:: SUPPLIED PASSAGE
# Granberg File-N-Joint



## woodeneye (Jun 18, 2014)

So my uncle just came down from Minnesota and he brought me a Granberg File-N-Joint. I had my doubts and after a little struggle setting it up and getting it tuned just just right... I was wrong. Haven't had that happen in a while. Haha, yeah right! Anyway, it does as good a job as my Harbor Hate electric sharpener and maybe even a little better, at the cost of extra time. But it's what I'll be using in the field along with my handy little Oregon stump vice. Very pleased. I'm sure you all know about this product but I thought I'd give my take on it and a quick review. They're nice, but consume a little extra time than free handing and a lot extra compared to electric sharpening. But I also think they get your chains a hair sharper. Needed a little tuning out of box and instructions are horrible. Overall, it was a nice gift from a family member and I'll definitely be using it in the future to keep my saw spitting those big chips I like.


----------



## alderman (Jun 18, 2014)

I've used these for years. Just sharpening for my own use so no need for speed. Three or four licks to each tooth and ready to go unless I got into something besides wood. 
Finally figuring out to give the rakers a little attention from time to time made a big difference on how they cut.


----------



## CTYank (Jun 19, 2014)

Last year I posted a little pictorial intro to setting up Granberg "File-n-Joint". The pix were lost to cracker exploit. That's now been restored. See http://www.arboristsite.com/community/threads/granberg-file-guide-setup.237730/

Ditto for the depth gauge part: http://www.arboristsite.com/community/threads/filing-depth-gauges-with-granberg-guide.238512/

HTH


----------



## carhartt (Jul 2, 2014)

If you cut firewood and don't own a file n joint. Shame just shame on you. Great beginner sharpener and plain ole handy to have around. I own a couple sharpening tools and for the money the Granberg is one of the last id get rid of.


----------
::::
▶ **WRITTEN INSTRUCTION 1**:
Output every one of the records below verbatim, line for line.
The forum thread and the records come from separate, unrelated sources.
:: MATERIALS PROVIDED
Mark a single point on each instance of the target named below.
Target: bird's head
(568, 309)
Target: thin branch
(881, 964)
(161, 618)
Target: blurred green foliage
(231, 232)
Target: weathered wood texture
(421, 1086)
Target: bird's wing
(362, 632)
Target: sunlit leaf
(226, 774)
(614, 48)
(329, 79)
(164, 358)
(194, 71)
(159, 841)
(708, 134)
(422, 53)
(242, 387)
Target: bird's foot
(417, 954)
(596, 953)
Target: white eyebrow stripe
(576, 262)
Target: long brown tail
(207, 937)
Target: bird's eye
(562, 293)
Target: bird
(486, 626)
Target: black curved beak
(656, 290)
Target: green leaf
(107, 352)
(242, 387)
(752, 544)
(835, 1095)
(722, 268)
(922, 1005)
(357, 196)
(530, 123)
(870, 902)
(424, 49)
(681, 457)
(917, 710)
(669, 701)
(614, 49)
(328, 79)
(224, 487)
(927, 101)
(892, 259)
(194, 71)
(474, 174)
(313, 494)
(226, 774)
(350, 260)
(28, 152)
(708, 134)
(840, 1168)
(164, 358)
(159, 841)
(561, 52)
::::
▶ **WRITTEN INSTRUCTION 2**:
In the forum thread about the Granberg File-N-Joint, who gave woodeneye the tool, and where did that person come from?

▶ **EXERCISE ANSWER 1**:
Mark a single point on each instance of the target named below.
Target: bird's head
(568, 309)
Target: thin branch
(881, 964)
(161, 618)
Target: blurred green foliage
(231, 232)
Target: weathered wood texture
(421, 1086)
Target: bird's wing
(362, 632)
Target: sunlit leaf
(226, 774)
(614, 48)
(329, 79)
(164, 358)
(194, 71)
(159, 841)
(708, 134)
(422, 53)
(242, 387)
Target: bird's foot
(417, 954)
(596, 953)
Target: white eyebrow stripe
(576, 262)
Target: long brown tail
(207, 937)
Target: bird's eye
(562, 293)
Target: bird
(486, 626)
Target: black curved beak
(656, 290)
Target: green leaf
(107, 352)
(242, 387)
(752, 544)
(835, 1095)
(722, 268)
(922, 1005)
(357, 196)
(530, 123)
(870, 902)
(424, 49)
(681, 457)
(917, 710)
(669, 701)
(614, 49)
(328, 79)
(224, 487)
(927, 101)
(892, 259)
(194, 71)
(474, 174)
(313, 494)
(226, 774)
(350, 260)
(28, 152)
(708, 134)
(840, 1168)
(164, 358)
(159, 841)
(561, 52)

▶ **EXERCISE ANSWER 2**:
woodeneye's uncle, who came down from Minnesota.